▶ **Problem description**: Every line below is to be quoted exactly, with nothing added or dropped.
START Entries supplied
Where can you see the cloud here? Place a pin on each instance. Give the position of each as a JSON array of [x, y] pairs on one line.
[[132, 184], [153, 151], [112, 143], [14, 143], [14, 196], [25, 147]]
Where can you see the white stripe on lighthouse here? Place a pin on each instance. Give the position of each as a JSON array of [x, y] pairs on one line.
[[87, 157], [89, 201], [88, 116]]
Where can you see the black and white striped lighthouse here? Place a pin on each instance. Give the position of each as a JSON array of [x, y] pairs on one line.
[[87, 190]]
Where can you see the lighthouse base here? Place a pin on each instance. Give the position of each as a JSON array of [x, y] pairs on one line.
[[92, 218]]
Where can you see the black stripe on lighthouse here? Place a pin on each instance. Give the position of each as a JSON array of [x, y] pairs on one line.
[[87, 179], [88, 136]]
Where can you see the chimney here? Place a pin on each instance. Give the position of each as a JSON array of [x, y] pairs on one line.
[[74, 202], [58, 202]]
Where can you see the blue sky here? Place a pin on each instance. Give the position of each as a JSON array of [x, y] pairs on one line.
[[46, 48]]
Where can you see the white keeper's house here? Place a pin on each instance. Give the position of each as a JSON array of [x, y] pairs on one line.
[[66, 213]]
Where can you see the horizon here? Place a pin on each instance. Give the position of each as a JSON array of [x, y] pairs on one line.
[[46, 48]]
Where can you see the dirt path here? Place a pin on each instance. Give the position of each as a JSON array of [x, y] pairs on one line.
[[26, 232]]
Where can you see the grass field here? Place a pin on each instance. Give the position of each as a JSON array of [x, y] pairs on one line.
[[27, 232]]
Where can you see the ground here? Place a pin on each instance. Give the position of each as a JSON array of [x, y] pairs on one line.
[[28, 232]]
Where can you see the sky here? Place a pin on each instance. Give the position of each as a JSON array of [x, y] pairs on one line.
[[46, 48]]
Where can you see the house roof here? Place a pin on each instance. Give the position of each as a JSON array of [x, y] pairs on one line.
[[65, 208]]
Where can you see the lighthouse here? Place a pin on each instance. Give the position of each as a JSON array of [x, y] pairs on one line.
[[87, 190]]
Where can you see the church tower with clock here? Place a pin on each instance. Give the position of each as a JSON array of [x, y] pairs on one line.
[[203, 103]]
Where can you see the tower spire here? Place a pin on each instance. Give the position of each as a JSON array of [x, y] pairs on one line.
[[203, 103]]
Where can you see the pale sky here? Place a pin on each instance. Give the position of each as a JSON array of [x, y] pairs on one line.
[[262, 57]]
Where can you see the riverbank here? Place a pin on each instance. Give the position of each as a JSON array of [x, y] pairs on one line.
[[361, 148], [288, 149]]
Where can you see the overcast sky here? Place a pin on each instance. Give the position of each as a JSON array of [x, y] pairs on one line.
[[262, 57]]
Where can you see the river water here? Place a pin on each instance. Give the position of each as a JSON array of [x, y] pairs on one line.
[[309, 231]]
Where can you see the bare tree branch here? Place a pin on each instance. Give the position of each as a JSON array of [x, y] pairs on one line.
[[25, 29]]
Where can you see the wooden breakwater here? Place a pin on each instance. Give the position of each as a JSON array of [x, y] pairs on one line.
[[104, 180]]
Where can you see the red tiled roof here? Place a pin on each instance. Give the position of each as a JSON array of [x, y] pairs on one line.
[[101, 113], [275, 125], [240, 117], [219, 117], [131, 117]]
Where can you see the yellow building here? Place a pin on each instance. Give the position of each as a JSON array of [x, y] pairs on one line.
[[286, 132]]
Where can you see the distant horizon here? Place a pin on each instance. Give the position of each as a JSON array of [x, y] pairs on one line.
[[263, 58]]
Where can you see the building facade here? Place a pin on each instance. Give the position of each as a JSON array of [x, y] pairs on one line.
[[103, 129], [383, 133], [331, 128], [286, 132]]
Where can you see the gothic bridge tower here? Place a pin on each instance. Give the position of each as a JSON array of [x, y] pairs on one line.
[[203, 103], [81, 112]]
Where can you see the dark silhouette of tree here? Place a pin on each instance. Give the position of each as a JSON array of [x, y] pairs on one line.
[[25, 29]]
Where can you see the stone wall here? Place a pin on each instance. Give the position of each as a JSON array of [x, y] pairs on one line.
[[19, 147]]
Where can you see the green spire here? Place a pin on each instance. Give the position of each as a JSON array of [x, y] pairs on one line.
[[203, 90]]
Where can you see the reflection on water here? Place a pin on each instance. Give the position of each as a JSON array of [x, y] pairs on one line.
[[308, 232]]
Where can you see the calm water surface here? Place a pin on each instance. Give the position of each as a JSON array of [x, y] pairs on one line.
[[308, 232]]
END Entries supplied
▶ **Answer to this problem**:
Where can you see the cloud here? Place a pin on each instance. Give the position of each as a JSON array of [x, y] pairs on one line.
[[132, 184], [153, 151], [112, 143], [14, 143], [14, 196], [25, 147]]
Where can you see the white stripe on lighthouse here? Place a pin on each instance. Give the position of each as a JSON array of [x, y] pairs on one line.
[[87, 157], [89, 201], [88, 116]]
Where can you see the black and white striped lighthouse here? Place a pin on each instance. Give the position of each as a JSON array of [x, y] pairs on one line.
[[87, 190]]
Where can you see the lighthouse base here? Place a pin on each instance. Give the position of each as a JSON array of [x, y] pairs on one line.
[[92, 218]]
Where can you see the black stripe on lighthouse here? Place a pin on each instance. Give the position of each as a JSON array of [x, y] pairs on one line.
[[87, 179], [88, 136]]
Where can you see the chimney here? Place a pin on each instance. Give the position of each as a JSON array of [x, y] pairs on one line.
[[74, 202], [58, 202]]
Where can you see the blue sky here? Place a pin on each instance. Give the position of each as a JSON array of [x, y] pairs on one line.
[[46, 48]]
Where can you see the white keeper's house here? Place a pin on each instance. Give the position of each as a JSON array of [x, y] pairs on one line.
[[66, 213]]
Where can you see the horizon here? Place a pin on each instance. Give the position of each as a JSON array of [x, y] pairs on one line.
[[46, 48]]
Where can you see the dirt path here? Place a pin on each instance. Give the position of each as a JSON array of [x, y] pairs on one line.
[[26, 232]]
Where can you see the grass field here? Place a pin on each instance. Give the position of each as a JSON array of [x, y] pairs on one line.
[[27, 232]]
Where can you see the ground here? Place a pin on each instance. Give the position of each as a JSON array of [x, y] pairs on one line.
[[28, 232]]
Where can you see the sky here? Place a pin on each instance. Give the position of each as a JSON array of [x, y] pairs on one line.
[[46, 48]]
Where can you see the house roof here? Place a pin on each instance. Give the position of each as a JSON array of [x, y] pairs on one line.
[[65, 208]]
Where can you see the lighthouse here? Place a pin on each instance. Give the position of each as a JSON array of [x, y] pairs on one line.
[[87, 190]]
Where can you see the church tower with clock here? Place a pin on each instance. Give the position of each as a JSON array of [x, y] pairs on one line.
[[203, 103]]
Where can you see the tower spire here? Place a pin on each instance. Give the position of each as a JSON array of [x, y] pairs on one line.
[[203, 103]]
Where can you see the pale sky here? Place a pin on each instance. Give the position of each as a JSON array of [x, y] pairs on one line.
[[262, 57]]
Where can you see the riverbank here? Place a pin on each instance. Give the position of each as a JSON array of [x, y] pairs on one line.
[[361, 148], [288, 149]]
Where can you see the overcast sky here? Place a pin on each instance. Give the position of each as a JSON array of [x, y] pairs on one line.
[[262, 57]]
Where can you see the river water here? Place a pin on each instance. Give the position of each as a JSON array of [x, y] pairs on one line.
[[309, 231]]
Where can you see the bare tree branch here? Place a pin on each instance. Give the position of each as a JSON array of [x, y] pairs on one line.
[[25, 29]]
Where can you see the wooden breakwater here? Place a pin on each instance. Give the position of each as a JSON array of [x, y] pairs on one line.
[[104, 180]]
Where can you see the red tiled roof here? Place a pin on each instance. Give the position of each as a JSON array of [x, y] pairs on one line.
[[101, 113], [275, 125], [240, 117], [219, 117], [131, 117]]
Where can you see the yellow building here? Place a pin on each instance. Give the position of each as a JSON array of [x, y] pairs on one line.
[[286, 132]]
Where can you see the distant horizon here? Place a pin on each instance. Give the position of each as a JSON array of [x, y] pairs on one line.
[[263, 58]]
Where can you see the building facade here? Place a pin on each instance. Give the position of each as a JSON array of [x, y] pairs on one line.
[[103, 129], [383, 133], [331, 128], [286, 132]]
Where can you see the gothic bridge tower here? Place a pin on each instance. Give the position of each as a JSON array of [x, y] pairs on one line.
[[203, 103], [81, 112]]
Where can you see the dark silhouette of tree here? Place a pin on each instance. Give the position of each as a JSON array of [x, y] pairs on one line.
[[25, 29]]
Where can you see the stone wall here? Place a pin on each instance. Give the position of each as a JSON array of [x, y] pairs on one line.
[[19, 147]]
Where can you see the green spire here? Place a pin on each instance. Give the position of each as a JSON array of [x, y] pairs on one line.
[[203, 90]]
Where can you see the reflection on water here? Place a pin on each instance. Give the position of each as a JSON array of [x, y] pairs on one line.
[[308, 232]]
Where can you see the calm water surface here? Place a pin on each instance. Give the position of each as a JSON array of [x, y] pairs on one line.
[[308, 232]]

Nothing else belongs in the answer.